Natural-language object grounding data:
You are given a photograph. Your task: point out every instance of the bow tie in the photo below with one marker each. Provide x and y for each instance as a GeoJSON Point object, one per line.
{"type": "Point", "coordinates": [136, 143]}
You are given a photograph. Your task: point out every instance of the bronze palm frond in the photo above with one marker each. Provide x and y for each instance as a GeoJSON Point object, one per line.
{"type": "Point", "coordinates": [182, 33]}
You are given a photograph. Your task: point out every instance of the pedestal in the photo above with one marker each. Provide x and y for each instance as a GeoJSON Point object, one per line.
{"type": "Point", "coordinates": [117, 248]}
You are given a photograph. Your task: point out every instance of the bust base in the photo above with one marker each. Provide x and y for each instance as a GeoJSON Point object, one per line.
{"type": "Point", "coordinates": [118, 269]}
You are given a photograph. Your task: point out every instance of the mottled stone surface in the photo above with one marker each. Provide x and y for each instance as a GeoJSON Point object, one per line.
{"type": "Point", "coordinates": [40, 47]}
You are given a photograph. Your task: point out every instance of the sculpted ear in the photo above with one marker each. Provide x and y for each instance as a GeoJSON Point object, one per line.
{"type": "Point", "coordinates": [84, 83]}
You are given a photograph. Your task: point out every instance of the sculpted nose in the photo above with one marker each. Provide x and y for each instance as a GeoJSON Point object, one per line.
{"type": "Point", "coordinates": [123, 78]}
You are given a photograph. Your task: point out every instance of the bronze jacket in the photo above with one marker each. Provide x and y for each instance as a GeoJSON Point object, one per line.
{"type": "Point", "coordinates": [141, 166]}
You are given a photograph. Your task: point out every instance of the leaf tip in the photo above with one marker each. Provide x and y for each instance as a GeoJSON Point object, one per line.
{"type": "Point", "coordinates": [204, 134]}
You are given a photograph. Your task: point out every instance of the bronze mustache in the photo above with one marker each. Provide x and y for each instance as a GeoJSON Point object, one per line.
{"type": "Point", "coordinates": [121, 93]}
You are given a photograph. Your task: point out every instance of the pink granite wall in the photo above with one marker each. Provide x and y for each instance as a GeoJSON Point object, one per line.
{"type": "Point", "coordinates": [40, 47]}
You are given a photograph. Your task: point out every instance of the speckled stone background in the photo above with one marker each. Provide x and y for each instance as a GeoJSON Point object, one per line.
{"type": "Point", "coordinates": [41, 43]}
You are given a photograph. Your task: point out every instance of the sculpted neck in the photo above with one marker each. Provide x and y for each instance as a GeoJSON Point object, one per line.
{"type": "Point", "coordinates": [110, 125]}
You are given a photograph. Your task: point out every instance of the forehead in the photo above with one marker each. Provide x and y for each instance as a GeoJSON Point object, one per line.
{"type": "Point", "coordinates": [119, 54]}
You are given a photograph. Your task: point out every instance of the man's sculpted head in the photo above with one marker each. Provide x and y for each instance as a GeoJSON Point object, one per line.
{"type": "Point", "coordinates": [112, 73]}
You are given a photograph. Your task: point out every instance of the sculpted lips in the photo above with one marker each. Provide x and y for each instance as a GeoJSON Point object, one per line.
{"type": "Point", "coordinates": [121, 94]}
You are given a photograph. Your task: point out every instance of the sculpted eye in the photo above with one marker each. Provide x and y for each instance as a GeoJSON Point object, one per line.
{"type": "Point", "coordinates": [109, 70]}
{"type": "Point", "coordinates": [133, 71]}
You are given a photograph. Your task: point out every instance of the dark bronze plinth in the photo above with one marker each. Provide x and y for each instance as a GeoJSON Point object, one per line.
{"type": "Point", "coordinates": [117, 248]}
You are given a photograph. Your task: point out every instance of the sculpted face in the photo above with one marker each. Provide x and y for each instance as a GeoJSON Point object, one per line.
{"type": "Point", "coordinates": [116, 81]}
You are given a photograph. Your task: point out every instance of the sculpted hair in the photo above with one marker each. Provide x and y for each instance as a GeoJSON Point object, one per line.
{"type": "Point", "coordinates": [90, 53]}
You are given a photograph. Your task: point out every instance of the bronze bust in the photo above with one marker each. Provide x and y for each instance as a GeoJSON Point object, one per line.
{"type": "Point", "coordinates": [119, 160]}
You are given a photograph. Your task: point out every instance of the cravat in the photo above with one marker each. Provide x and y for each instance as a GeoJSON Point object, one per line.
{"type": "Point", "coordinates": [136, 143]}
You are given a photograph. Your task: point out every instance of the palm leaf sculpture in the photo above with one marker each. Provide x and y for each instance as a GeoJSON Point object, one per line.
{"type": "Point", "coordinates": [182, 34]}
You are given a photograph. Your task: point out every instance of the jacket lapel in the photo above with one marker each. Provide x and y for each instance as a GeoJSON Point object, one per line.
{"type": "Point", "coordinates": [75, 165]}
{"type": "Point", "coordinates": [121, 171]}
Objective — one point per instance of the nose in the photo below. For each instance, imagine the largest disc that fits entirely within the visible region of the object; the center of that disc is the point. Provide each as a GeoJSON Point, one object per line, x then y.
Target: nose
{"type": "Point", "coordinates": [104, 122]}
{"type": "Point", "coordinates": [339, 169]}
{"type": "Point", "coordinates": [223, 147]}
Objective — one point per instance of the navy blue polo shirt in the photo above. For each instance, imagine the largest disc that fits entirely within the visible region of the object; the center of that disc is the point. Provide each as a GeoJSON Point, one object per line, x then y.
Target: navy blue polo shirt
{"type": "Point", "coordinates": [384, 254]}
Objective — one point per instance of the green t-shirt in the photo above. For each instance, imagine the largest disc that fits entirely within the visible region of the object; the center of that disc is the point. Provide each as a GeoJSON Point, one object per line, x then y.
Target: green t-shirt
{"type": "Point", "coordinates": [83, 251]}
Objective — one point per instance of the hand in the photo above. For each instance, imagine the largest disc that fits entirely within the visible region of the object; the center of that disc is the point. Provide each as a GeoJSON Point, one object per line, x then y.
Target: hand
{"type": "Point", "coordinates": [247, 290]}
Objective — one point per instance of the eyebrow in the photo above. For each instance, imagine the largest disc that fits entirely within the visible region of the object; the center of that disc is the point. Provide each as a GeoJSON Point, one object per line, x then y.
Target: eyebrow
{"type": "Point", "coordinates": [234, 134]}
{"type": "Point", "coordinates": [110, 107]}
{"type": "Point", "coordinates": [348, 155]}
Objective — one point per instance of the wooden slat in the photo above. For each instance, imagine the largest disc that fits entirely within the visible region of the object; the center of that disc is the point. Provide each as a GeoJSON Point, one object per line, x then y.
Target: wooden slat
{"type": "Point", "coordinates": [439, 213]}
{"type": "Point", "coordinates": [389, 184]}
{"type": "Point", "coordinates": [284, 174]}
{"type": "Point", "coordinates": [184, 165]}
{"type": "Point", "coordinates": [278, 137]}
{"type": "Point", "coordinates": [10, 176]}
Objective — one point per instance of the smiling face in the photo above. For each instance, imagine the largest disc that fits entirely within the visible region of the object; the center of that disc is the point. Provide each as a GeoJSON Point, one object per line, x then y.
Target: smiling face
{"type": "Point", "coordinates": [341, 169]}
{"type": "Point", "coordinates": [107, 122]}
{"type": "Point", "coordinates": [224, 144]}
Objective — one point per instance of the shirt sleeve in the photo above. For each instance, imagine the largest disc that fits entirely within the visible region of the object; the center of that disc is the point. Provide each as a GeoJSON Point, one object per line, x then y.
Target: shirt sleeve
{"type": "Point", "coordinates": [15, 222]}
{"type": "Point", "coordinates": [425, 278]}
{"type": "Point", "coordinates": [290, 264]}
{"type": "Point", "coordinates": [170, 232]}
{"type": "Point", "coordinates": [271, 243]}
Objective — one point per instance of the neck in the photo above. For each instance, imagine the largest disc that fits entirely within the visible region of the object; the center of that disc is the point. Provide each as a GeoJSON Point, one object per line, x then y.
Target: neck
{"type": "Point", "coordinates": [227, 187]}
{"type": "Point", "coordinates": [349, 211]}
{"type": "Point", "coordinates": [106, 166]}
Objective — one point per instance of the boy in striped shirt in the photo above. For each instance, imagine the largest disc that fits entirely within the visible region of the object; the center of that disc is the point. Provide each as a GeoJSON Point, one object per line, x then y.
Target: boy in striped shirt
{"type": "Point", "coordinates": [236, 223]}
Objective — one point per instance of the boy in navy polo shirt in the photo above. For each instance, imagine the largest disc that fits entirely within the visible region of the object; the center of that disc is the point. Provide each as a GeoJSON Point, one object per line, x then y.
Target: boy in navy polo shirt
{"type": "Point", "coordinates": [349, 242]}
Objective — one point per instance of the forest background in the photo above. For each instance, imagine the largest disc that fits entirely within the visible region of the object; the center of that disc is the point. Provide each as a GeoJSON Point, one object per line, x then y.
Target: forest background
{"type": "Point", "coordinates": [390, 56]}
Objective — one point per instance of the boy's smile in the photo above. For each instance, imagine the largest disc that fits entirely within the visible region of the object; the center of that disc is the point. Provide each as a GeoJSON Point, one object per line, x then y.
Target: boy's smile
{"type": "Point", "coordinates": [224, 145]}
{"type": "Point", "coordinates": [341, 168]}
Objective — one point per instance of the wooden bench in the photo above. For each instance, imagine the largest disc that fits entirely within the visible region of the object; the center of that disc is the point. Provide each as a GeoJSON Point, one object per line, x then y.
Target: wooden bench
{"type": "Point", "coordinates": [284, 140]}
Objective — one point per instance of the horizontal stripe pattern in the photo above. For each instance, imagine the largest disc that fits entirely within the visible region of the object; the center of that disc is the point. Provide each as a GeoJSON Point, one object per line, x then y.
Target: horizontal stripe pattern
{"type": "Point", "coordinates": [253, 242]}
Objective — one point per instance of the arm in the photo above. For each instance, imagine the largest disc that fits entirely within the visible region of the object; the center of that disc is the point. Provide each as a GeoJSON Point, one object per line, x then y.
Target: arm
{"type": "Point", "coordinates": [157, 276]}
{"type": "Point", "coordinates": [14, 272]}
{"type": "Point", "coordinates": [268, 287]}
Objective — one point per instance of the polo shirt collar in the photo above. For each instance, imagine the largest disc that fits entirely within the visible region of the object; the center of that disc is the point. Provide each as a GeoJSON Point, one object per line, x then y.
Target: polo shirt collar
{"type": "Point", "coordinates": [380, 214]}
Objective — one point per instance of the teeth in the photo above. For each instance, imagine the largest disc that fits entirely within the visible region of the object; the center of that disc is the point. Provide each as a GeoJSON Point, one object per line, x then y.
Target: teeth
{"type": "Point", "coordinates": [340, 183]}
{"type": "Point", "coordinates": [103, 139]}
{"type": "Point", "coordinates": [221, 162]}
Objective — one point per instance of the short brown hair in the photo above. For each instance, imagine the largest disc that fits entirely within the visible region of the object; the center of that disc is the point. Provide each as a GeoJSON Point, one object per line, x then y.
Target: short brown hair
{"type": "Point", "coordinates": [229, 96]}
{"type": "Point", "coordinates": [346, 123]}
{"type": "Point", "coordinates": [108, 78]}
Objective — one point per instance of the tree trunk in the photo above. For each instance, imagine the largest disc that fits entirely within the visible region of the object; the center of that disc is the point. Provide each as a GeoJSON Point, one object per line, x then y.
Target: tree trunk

> _WORK REQUIRED_: Would you copy every line of the entries that includes the word "tree"?

> _TASK OUTPUT_:
Objective — one point per instance of the tree trunk in the photo above. For each instance, imagine the largest disc that fits entirely within the visible region of the object; the center of that disc is the point. Provide each as a GeoJSON Point, one object per line, x then y.
Target: tree trunk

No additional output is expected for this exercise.